**SUPPLIED MATERIAL**

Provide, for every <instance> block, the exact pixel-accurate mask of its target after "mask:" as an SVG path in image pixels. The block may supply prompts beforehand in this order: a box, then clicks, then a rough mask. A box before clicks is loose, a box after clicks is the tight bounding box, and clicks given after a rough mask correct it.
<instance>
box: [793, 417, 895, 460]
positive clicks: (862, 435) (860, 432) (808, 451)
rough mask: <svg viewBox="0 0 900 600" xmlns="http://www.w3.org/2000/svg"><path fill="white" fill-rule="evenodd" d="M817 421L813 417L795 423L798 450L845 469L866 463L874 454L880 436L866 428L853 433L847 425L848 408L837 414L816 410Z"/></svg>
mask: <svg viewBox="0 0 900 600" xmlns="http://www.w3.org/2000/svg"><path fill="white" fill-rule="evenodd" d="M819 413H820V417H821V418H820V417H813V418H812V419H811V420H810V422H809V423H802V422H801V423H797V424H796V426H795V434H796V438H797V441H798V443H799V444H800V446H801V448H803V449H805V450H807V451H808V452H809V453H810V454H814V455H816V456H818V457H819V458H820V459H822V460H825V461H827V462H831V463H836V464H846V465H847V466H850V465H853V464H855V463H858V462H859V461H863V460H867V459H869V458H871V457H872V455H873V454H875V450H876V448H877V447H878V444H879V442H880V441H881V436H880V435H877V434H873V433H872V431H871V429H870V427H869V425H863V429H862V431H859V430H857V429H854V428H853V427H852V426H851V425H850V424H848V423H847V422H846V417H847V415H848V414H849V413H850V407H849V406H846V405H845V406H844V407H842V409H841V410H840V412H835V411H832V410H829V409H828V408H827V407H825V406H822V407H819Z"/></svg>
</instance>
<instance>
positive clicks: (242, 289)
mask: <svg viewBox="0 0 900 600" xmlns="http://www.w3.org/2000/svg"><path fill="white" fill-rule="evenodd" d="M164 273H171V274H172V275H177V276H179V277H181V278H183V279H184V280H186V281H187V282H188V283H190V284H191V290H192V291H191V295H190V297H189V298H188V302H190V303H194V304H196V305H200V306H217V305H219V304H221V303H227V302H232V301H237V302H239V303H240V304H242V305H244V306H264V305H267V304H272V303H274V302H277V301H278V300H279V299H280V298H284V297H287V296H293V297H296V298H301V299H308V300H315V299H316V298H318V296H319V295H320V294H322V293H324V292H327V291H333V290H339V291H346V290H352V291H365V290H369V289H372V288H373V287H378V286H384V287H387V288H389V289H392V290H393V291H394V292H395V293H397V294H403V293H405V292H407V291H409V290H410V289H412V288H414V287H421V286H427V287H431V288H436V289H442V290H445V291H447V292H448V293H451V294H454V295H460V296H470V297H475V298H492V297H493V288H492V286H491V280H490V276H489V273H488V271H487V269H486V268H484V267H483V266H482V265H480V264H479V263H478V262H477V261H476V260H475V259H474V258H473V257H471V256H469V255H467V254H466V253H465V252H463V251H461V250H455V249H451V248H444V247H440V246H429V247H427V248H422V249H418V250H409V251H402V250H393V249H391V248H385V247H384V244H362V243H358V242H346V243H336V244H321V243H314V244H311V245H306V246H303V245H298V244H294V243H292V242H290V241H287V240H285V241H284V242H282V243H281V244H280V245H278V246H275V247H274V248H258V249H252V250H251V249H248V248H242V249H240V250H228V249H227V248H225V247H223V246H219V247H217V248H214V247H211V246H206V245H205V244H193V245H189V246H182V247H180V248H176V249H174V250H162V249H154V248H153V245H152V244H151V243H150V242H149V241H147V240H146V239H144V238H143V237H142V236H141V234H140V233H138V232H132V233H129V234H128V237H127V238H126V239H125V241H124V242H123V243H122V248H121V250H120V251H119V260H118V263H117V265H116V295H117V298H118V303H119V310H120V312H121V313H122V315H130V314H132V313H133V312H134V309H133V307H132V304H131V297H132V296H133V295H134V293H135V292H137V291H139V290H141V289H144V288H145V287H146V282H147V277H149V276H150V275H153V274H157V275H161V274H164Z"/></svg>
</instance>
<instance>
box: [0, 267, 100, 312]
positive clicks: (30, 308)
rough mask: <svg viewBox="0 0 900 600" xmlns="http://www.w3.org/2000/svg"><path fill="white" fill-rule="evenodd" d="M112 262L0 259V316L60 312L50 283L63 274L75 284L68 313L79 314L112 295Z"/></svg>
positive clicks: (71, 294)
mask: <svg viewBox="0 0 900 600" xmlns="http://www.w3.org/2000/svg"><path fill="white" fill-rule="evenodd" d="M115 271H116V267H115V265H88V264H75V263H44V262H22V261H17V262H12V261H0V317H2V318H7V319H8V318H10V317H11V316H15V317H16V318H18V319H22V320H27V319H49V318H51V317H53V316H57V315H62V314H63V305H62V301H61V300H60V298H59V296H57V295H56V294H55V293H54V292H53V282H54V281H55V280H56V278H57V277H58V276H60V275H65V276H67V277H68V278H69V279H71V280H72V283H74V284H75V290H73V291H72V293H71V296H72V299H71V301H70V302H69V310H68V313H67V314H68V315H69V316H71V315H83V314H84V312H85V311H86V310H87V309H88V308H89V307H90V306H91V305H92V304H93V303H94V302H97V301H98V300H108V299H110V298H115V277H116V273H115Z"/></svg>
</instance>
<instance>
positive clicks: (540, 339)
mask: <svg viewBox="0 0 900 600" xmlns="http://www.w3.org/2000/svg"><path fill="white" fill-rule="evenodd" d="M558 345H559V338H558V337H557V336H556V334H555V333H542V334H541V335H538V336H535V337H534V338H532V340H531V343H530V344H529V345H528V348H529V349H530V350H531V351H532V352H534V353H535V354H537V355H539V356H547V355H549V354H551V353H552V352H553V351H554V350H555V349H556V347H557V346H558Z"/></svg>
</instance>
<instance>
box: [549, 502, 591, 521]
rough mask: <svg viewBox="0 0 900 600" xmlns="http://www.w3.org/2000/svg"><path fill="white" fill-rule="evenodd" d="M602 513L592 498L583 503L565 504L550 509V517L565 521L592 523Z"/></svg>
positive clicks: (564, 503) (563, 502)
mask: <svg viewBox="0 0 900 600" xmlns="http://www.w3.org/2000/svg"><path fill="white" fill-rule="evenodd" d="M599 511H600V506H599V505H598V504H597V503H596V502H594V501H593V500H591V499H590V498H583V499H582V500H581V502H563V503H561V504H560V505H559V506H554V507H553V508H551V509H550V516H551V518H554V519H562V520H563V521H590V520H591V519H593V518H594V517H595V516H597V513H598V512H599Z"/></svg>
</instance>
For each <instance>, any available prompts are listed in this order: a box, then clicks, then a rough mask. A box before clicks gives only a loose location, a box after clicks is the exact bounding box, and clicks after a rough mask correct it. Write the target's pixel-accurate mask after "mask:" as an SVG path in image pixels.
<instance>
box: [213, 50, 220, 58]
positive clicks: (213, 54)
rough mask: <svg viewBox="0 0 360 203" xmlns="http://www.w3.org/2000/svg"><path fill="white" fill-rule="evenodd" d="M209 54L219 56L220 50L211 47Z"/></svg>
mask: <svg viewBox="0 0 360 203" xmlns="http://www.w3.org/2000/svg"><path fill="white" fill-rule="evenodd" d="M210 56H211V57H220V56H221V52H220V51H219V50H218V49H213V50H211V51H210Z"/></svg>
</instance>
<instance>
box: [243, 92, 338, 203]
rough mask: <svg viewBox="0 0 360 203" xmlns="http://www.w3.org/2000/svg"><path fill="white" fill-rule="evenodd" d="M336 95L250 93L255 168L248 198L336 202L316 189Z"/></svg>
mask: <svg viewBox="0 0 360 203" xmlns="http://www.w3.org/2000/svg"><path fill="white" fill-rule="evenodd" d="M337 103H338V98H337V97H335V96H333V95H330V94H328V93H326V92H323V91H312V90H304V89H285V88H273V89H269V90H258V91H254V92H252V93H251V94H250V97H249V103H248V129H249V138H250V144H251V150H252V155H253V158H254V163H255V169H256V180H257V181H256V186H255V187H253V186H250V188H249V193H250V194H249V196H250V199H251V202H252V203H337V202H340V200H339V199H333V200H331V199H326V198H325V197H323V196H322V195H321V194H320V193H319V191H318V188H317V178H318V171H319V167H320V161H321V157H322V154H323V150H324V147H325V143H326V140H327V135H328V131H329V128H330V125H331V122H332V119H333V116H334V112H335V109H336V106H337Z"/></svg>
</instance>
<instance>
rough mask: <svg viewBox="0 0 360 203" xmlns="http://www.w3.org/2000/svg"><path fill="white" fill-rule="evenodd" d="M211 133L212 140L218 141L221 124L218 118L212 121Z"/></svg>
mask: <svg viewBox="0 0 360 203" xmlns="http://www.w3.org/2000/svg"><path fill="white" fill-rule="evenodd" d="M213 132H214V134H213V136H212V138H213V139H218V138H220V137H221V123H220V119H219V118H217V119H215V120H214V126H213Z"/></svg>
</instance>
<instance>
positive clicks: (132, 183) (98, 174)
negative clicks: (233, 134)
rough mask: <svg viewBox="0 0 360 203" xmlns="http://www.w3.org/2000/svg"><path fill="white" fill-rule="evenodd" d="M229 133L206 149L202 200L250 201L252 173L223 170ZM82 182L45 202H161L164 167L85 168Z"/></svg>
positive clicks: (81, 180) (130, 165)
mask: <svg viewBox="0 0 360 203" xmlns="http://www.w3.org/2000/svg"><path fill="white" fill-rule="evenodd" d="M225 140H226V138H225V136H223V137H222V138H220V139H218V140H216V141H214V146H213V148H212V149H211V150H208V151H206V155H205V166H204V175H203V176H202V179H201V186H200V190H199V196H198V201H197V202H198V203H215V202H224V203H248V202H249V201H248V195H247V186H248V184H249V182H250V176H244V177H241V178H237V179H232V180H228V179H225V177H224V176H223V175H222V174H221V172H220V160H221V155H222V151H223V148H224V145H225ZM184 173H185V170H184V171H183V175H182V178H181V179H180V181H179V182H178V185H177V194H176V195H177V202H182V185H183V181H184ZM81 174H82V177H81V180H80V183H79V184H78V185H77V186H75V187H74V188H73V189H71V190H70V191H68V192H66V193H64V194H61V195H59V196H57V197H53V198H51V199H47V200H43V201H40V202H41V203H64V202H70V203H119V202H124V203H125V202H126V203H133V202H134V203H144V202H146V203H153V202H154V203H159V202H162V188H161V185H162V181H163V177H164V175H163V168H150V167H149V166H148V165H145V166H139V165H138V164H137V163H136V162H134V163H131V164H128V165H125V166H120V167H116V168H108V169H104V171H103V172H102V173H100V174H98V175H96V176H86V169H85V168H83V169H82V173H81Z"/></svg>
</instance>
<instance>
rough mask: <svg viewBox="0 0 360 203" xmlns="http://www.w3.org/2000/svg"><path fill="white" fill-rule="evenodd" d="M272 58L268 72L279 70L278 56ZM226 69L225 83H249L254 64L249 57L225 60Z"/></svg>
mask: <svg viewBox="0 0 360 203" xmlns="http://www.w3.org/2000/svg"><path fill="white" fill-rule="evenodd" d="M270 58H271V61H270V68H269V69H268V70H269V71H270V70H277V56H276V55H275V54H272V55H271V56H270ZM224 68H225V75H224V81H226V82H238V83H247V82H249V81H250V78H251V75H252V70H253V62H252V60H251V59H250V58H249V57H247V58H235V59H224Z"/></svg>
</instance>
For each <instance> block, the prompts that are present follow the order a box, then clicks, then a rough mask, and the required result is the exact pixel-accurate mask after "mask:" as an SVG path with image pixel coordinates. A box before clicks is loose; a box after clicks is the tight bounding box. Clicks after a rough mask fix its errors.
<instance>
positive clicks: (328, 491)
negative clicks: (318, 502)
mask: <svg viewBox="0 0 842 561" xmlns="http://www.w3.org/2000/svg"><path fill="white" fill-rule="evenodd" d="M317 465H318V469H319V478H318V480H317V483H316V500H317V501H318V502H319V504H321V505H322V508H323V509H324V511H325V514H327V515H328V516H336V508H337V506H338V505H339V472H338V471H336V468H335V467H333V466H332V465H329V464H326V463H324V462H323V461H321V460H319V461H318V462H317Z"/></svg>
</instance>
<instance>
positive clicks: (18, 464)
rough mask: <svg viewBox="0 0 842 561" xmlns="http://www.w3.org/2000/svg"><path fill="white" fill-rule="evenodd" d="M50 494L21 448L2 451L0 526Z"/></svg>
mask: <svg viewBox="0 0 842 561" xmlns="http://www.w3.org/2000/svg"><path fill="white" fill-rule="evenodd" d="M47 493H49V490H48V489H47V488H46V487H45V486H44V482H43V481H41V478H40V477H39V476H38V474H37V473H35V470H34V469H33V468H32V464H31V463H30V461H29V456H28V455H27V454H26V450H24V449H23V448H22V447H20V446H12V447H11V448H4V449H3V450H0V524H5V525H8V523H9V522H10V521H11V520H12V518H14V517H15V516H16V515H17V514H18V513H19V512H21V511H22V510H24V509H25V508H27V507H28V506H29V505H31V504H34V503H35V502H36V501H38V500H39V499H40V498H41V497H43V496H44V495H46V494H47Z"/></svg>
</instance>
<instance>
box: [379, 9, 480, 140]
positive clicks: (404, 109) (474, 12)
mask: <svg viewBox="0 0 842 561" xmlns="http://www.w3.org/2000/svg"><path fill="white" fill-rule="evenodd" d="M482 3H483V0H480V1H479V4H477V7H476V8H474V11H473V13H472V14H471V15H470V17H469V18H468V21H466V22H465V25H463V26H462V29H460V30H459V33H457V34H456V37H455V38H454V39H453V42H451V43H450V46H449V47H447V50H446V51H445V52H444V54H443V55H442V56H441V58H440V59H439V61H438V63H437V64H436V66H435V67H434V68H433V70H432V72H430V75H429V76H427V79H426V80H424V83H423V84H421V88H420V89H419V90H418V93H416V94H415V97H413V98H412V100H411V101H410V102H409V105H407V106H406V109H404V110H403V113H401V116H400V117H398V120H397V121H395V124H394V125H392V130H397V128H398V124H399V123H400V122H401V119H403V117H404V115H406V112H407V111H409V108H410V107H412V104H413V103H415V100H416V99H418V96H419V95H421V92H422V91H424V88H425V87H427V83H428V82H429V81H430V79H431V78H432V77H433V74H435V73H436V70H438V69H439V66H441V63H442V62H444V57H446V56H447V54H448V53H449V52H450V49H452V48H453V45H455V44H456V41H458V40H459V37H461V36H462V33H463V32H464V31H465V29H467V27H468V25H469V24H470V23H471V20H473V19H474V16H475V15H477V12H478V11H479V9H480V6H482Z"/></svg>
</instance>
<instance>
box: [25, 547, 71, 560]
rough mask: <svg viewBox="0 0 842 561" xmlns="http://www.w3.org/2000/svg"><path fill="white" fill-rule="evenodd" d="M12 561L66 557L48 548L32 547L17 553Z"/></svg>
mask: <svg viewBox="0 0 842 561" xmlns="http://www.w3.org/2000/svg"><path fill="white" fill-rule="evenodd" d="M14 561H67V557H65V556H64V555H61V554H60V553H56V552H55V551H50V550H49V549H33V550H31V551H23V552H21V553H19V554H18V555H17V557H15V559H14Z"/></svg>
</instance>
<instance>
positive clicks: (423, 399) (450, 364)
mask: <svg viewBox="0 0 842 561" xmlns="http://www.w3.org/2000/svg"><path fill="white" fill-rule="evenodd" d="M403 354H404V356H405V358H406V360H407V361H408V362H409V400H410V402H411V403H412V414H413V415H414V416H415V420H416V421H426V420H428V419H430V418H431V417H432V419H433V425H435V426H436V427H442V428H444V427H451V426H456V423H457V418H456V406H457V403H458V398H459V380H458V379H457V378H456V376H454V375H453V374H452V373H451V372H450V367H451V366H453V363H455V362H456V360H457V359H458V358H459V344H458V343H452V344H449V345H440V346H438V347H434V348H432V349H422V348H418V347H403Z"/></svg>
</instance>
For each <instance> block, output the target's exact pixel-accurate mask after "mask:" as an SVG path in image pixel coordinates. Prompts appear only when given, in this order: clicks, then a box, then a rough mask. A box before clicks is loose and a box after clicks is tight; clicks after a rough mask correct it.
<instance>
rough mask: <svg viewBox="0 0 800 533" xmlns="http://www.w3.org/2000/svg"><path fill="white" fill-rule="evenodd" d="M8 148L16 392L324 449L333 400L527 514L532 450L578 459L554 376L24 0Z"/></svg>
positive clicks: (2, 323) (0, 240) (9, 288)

**WHAT IS REQUIRED**
Copy each line of the listing in which the word "tight" can be found.

**SOLUTION TO THIS EXERCISE**
Provide, for every <instance> block, the exact pixel-accurate mask of its target after "mask:" as an SVG path in image pixels. The block may supply prompts beforehand in this order: a box, then clicks, then a rough mask. A box before clicks is loose, a box after clicks is the tight bounding box, and clicks given after a rough mask correct it.
For each <instance> block, the prompts that are present follow the order a box, then clicks, then a rough mask, and the required result is the exact pixel-accurate mask after "mask:" as an SVG path with image pixel coordinates. A box before clicks is loose; a box after clicks is the tight bounding box. Clicks after a rough mask fix its errors.
For each <instance> block, output the target's exact pixel-accurate mask after "mask:" as an SVG path in image pixel coordinates. Prompts appear only when given, in this order: clicks, then a box, then a rough mask. A box before clicks is loose and a box after clicks is tight; clicks after a rough mask correct it.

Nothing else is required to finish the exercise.